> [Directions]
- a) In the passage on the Somali region, repeat word for word the portion from "Reliable sources reported" up to and including "by the ONLF.".
- b) According to the passage on the Somali region, how many Chinese oil workers were slain in April 2007?
- c) Carry the passage on the Somali region further, starting after its last sentence.
Excerpt to read START
Since the military began significant counterinsurgency operations in the Ogaden region in response to the April 2007 slaying of 65 citizens and nine Chinese oil workers living outside an oil exploration camp, the government has continued to limit the access of diplomats, NGOs, and journalists to the Somali region. The government allowed some humanitarian access but restricted the ability to investigate reports of human rights abuses. Reports of human rights violations largely have come from interviews with second-hand sources or alleged victims who fled the Somali region. Credible reports of human rights abuses continued, although these diminished dramatically after the signing of the two peace agreements. NGO personnel have been compelled by ENDF and regular police officials to report ONLF activity. Some villagers reported that local authorities threatened to retaliate against anyone who reported abuses by the ENDF, special police, or local militias.
Civilians, international NGOs, and other aid organizations operating in the region reported that both government security forces and the ONLF were responsible for abuses and harsh techniques used to intimidate the civilian population. Reliable reports indicated that special police and local militias, both accountable to the Somali regional government, forcibly relocated whole villages believed to be supportive of the ONLF.
Reliable sources reported increasingly violent ONLF attacks on police and military elements during the year. Development workers reported being frequently stopped for questioning by the ONLF.
There were several instances of killings in internal conflicts. These included the killing of five persons and wounding of 20 others in a bomb attack in the northern town of Adi Aro, and a bus bombing near the Eritrean border that wounded 13 persons. The government blamed Eritrean-sponsored elements for both incidents but produced no evidence.
Excerpt to read END
Data listing START
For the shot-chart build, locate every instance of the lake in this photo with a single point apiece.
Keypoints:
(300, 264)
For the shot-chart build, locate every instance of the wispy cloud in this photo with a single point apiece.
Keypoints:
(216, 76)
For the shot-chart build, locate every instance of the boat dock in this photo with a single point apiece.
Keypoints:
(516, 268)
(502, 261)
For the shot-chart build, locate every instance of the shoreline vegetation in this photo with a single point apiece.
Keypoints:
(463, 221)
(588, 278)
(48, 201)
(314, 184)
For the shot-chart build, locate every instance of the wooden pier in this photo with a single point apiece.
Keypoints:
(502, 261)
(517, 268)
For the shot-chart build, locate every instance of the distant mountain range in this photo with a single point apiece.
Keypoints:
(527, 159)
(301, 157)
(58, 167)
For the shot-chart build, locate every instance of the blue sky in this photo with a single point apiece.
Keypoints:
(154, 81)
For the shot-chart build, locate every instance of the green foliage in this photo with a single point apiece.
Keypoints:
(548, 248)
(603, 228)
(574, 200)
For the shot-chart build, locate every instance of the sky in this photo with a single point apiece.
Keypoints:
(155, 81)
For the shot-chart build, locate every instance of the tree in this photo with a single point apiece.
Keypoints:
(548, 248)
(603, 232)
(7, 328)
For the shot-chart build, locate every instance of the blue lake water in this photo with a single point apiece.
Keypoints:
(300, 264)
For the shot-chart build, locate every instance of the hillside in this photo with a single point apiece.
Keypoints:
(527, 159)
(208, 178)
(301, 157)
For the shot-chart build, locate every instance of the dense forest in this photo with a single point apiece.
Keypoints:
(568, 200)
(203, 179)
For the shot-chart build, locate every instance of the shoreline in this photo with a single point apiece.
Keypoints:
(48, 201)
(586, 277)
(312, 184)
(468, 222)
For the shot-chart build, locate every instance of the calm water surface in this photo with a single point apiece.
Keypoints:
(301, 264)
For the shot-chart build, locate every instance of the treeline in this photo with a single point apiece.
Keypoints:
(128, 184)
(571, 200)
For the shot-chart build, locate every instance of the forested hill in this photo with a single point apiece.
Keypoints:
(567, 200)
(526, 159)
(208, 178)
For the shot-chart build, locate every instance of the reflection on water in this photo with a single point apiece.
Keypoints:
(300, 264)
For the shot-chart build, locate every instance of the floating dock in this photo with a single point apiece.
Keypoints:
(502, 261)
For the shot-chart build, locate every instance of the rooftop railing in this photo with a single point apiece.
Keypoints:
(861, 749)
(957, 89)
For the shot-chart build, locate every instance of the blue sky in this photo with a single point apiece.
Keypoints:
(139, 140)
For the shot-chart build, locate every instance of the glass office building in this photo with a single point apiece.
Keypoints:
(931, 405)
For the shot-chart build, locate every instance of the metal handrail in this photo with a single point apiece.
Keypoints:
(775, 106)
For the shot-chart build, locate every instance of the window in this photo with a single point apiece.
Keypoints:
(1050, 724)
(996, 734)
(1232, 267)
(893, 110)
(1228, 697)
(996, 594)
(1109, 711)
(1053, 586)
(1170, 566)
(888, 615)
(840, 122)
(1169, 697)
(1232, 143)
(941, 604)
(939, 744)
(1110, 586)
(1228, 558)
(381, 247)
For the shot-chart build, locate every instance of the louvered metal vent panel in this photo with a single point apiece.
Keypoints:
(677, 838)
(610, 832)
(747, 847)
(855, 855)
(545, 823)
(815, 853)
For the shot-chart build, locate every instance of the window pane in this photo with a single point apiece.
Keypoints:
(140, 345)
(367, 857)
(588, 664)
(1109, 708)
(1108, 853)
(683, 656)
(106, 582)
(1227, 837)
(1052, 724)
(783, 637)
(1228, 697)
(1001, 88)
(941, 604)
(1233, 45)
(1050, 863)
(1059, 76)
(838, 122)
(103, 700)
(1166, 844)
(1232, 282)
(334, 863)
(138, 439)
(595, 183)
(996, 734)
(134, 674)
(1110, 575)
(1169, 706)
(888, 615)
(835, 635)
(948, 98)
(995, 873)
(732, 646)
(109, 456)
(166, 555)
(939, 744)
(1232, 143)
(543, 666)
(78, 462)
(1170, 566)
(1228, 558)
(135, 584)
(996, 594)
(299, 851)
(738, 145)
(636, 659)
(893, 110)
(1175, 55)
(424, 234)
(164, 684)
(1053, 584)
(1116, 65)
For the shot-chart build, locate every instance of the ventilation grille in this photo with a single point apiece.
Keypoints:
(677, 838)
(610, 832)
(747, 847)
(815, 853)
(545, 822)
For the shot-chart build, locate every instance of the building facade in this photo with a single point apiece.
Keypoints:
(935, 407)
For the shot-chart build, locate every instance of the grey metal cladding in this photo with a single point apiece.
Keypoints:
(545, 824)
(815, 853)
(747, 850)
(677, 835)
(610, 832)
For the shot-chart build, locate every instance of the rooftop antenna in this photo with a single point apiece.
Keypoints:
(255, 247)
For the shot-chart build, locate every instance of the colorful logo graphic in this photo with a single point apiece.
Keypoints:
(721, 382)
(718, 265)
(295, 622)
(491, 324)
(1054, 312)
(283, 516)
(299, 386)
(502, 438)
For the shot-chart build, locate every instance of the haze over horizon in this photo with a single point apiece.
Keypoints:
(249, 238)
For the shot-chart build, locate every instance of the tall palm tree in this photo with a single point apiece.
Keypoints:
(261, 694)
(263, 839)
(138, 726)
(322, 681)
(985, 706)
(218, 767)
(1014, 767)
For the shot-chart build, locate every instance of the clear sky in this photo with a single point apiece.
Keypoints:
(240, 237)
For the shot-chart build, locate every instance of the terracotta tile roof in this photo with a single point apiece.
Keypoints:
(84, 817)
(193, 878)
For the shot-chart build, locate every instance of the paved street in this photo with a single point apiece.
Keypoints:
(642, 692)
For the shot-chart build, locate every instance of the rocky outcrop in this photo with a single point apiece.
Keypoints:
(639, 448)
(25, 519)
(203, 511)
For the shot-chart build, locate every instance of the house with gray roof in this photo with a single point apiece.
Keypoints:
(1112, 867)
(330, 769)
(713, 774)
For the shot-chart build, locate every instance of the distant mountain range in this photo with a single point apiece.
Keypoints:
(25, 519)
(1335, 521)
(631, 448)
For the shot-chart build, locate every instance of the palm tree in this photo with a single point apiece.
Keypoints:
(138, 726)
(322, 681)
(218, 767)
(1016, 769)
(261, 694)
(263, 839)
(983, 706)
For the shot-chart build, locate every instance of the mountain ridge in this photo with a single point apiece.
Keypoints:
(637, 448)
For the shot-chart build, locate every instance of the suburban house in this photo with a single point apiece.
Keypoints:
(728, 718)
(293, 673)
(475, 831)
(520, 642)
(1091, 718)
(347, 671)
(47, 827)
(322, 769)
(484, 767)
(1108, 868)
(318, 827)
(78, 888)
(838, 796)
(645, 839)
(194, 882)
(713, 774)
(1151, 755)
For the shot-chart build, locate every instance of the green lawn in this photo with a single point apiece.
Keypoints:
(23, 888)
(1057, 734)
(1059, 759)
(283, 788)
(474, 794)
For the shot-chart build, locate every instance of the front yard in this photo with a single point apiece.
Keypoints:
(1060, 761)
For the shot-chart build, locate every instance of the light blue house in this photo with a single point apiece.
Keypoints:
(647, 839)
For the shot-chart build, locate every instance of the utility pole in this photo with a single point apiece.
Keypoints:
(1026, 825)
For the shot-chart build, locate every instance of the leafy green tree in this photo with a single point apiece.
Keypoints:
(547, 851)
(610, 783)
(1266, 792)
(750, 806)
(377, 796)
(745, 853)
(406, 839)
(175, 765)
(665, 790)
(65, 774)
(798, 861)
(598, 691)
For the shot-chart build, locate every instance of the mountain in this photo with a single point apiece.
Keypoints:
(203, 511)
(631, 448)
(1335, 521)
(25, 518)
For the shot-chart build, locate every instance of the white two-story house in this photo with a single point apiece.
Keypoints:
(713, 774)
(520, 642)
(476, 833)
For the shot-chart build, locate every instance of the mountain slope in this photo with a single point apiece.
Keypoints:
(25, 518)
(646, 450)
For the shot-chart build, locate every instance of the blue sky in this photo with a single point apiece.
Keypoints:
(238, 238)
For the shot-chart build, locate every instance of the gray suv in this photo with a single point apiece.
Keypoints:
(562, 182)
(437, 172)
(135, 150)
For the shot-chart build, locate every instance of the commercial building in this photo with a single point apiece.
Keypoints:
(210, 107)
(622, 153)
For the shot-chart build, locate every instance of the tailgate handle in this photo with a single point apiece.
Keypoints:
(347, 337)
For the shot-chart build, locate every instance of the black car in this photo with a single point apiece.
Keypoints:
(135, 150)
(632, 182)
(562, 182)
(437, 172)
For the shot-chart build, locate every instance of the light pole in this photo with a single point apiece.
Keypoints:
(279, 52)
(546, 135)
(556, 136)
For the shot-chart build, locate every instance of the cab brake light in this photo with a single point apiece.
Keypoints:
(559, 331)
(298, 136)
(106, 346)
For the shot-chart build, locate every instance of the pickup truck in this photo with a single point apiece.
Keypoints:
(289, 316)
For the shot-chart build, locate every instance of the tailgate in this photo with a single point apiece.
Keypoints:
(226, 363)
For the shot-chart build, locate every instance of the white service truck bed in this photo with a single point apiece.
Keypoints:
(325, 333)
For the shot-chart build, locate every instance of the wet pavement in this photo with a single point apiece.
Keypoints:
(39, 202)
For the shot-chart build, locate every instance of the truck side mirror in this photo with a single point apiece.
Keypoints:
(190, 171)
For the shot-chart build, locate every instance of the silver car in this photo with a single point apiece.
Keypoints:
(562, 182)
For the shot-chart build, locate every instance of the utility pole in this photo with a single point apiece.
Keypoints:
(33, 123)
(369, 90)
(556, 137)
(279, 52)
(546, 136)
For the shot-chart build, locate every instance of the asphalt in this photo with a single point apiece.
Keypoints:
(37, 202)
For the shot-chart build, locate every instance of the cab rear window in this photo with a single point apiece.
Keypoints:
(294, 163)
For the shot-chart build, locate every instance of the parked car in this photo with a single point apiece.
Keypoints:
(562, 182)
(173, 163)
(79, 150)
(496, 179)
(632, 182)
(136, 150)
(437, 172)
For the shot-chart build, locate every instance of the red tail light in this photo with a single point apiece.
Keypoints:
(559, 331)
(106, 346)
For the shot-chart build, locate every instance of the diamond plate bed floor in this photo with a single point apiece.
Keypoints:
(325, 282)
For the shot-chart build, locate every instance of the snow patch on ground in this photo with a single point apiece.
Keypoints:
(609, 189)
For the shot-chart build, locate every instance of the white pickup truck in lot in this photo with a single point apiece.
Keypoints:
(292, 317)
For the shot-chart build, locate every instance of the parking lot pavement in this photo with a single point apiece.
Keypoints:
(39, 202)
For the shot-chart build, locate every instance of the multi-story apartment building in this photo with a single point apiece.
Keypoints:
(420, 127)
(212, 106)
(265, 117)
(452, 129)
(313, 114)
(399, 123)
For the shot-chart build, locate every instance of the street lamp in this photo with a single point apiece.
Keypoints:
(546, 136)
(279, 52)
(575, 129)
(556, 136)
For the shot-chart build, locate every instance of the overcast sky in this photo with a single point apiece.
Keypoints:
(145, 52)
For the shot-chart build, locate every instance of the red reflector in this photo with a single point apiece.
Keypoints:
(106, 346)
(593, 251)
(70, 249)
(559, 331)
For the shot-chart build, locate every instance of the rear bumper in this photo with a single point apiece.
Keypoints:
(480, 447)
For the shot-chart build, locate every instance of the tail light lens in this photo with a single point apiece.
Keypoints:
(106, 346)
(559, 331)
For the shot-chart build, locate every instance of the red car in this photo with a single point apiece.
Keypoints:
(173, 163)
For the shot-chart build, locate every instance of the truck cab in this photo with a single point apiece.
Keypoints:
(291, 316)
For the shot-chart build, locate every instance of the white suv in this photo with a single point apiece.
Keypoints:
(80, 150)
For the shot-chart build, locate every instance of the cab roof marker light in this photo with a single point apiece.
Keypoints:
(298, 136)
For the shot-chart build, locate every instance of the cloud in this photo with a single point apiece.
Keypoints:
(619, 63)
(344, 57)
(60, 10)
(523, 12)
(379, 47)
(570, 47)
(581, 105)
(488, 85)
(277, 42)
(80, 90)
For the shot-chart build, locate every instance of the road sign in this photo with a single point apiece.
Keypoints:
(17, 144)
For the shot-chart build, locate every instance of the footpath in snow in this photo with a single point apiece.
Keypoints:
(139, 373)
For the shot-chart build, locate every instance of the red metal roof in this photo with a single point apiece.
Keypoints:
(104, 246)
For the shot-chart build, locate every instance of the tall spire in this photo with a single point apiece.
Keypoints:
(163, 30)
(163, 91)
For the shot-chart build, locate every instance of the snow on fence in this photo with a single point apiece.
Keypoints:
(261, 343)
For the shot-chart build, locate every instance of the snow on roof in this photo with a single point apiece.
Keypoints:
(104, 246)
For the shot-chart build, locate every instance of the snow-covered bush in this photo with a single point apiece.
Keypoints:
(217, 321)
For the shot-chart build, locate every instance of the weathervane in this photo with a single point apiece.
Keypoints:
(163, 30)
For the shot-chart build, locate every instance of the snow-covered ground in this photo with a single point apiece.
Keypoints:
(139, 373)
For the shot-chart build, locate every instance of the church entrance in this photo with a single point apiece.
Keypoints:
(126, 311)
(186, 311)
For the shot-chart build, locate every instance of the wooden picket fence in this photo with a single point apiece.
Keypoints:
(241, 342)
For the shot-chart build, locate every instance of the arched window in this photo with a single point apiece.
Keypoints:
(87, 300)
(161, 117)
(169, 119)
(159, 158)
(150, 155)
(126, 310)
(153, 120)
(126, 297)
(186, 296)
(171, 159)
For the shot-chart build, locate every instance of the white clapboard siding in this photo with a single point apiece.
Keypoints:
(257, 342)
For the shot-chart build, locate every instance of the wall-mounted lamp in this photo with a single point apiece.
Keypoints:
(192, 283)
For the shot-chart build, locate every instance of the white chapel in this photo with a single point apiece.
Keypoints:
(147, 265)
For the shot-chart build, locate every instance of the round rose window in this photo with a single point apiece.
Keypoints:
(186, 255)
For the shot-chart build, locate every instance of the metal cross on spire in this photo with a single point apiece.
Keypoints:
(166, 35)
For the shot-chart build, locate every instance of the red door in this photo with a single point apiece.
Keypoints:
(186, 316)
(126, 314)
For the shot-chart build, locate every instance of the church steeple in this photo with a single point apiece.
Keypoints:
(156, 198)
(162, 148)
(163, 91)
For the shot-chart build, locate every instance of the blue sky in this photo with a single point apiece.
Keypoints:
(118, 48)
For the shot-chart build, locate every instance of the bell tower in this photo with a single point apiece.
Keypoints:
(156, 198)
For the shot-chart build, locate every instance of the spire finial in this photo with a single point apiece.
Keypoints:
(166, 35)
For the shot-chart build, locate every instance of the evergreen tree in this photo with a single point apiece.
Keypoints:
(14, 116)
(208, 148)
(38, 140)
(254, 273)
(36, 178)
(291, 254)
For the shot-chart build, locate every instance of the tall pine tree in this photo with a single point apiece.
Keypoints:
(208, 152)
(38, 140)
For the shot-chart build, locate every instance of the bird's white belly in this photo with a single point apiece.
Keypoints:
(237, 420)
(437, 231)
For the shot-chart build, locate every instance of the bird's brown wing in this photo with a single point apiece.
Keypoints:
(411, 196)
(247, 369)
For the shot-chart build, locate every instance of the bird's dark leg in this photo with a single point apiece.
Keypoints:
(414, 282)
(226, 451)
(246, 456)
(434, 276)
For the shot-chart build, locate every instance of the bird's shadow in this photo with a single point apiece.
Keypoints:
Data listing END
> [Numbered answers]
- a)
Reliable sources reported increasingly violent ONLF attacks on police and military elements during the year. Development workers reported being frequently stopped for questioning by the ONLF.

- b) Nine.

- c)
In 2008 police forces reportedly attempted to force villagers from Laare and Puldeng, in Gambella, to move to a new area. When villagers refused, violence ensued, and police reportedly killed nine civilians and wounded 23. Two police officers were killed and six others were wounded. Police also reportedly set fire to homes and killed numerous livestock. Gambella Deputy Police Commissioner Mulugeta Ruot Kuon gave a different account. According to him, police responded to a clash between two Nuer groups and tried to facilitate a negotiation. One group started beating the police with sticks and shot one officer, triggering a gunfight that killed one police officer and four civilians and wounded 27. The conflict spread to eight kebeles, and federal police and the ENDF came to the region to calm the fighting. Traditional methods of conflict resolution, facilitated by elders, were used to resolve the conflict.
The government has not responded to ONLF accusations that the ENDF killed 48 civilians in Mooyaha village and six civilians in Galashe in the Ogaden region in 2008.
There were no developments in the February, June, and July 2009 attacks by the ONLF against military and civilian targets that resulted in civilian casualties. Similarly there were no development in the 2008 arrests of eight men suspected of involvement in the 2007 ONLF attack on a Chinese-run oil facility in the Somali region; the ONLF killed 65 civilians and nine Chinese nationals.
In April nine NGO employees were abducted and held for five days by a group purporting to represent the ONLF. They were released unharmed but told to warn their principals that cooperation with security forces in delivering humanitarian supplies would provoke ONLF violence.
Physical Abuse, Punishment, and Torture
Special police were accused of rape and other abuses of women in early 2009 in the Degehabur and Kebredehar zones, in the Ogaden.
Although there were no reports that ENDF or regional police recruited children, there were credible reports that some local militias in Somali region did so. In recent years, the Somali Regional Security and Administration Office had increased recruitment of special police forces and local militias in conflict zones. Also see the Department of State’s annual Trafficking in Persons Report at www.state.gov/g/tip.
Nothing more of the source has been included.